• _Work to complete_:
[a] Transcribe the Karl Hoppess profile word for word, starting with "Born into an" and going on through "a trial lawyer.".
[b] Pick up the Karl Hoppess profile after its final sentence and write the next paragraph.
#### Selected passage
Each year, the Colorado State University Alumni Association recognizes distinguished graduates from each of CSU’s eight colleges. The 2017 recipient from the College of Agricultural Sciences is Karl Hoppess who graduated in 1960 with a bachelor of science degree in soil science.
Born into an original family of Texas in 1938, Hoppess began his love with agriculture as a 12-year-old working summers and holidays on a ranch in central Texas. He became a devoted Aggie at Colorado A&M in August 1956. His life in the professional and business world began when he earned his bachelor’s degree in soil science from CSU and expanded upon his receiving a Doctor of Jurisprudence from SMU and being hired in Houston in 1963 to work as a trial lawyer.
The mysteries and rewards of litigation, business, agriculture, and education have continually challenged Hoppess over 54 years of professional life. Even after some 200 trials involving questions of land, ownership of water, and the condemnation of farms and ranches, Hoppess remains intrigued by the science of agriculture and food production, and in particular the challenge of how that knowledge should be used to develop businesses and advance education.
########
#### Given data
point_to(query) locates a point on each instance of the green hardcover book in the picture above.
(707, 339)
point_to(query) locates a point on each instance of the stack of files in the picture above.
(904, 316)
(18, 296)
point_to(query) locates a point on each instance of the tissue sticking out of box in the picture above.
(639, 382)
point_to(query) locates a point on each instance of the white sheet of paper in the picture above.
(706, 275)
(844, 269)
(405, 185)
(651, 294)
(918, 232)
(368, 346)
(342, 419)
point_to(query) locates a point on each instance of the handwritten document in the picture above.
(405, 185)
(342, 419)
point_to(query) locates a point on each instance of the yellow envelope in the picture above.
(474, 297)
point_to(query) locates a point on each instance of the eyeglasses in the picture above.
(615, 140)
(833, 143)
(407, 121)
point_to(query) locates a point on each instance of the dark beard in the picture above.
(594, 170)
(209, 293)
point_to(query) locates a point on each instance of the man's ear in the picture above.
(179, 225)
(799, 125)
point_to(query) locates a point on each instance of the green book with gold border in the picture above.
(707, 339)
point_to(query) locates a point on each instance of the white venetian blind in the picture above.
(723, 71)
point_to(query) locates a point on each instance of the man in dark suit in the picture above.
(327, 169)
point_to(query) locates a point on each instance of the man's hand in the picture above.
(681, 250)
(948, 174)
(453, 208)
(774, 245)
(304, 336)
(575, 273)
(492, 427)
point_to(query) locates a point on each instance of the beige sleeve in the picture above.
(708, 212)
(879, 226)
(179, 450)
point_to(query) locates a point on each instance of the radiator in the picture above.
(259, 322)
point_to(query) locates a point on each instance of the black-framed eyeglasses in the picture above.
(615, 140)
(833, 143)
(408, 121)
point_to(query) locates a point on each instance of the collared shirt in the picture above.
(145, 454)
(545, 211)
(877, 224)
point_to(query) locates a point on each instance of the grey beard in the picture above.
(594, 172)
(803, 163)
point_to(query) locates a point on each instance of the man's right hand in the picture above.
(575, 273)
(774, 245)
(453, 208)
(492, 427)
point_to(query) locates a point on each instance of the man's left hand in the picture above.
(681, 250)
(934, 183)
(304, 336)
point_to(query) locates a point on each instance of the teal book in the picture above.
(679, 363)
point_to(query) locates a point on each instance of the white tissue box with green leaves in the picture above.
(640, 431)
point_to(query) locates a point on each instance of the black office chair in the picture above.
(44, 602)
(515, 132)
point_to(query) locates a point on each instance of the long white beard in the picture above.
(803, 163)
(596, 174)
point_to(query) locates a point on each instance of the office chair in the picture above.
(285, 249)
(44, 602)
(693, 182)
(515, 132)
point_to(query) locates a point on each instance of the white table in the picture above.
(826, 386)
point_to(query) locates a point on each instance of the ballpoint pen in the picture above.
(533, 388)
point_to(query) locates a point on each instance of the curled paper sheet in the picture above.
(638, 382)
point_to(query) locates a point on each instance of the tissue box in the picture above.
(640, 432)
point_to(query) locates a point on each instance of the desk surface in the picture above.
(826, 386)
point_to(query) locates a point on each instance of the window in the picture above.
########
• _Exercise responses_:
[a]
Born into an original family of Texas in 1938, Hoppess began his love with agriculture as a 12-year-old working summers and holidays on a ranch in central Texas. He became a devoted Aggie at Colorado A&M in August 1956. His life in the professional and business world began when he earned his bachelor’s degree in soil science from CSU and expanded upon his receiving a Doctor of Jurisprudence from SMU and being hired in Houston in 1963 to work as a trial lawyer.

[b]
Luckily, he had a wife and family of five children and eventually eight grandchildren who loved him enough to allow him to pursue these challenges and dreams and he was blessed with partners in law and in business that allowed him to participate in building businesses that grew nursery stock, constructed subdivisions, developed oil and gas production, marketed trucks and ranch implements, and to eventually realize his two most cherished dreams: to own and operate cattle ranches and to participate in research with Colorado State University. It is by this joint effort that CSU has developed the information to reduce contaminants in both our land and water, more effectively improve the retention of carbon, thereby preserving our nation’s forests and prairies, which continues to stimulate these gifted scientists, their dedicated students and Hoppess.
While Hoppess continues to prepare and litigate cases in 48 counties in Texas, he remains committed to work toward developing businesses and research that advance the use of biological sciences and physical sciences that increase production of food for human consumption.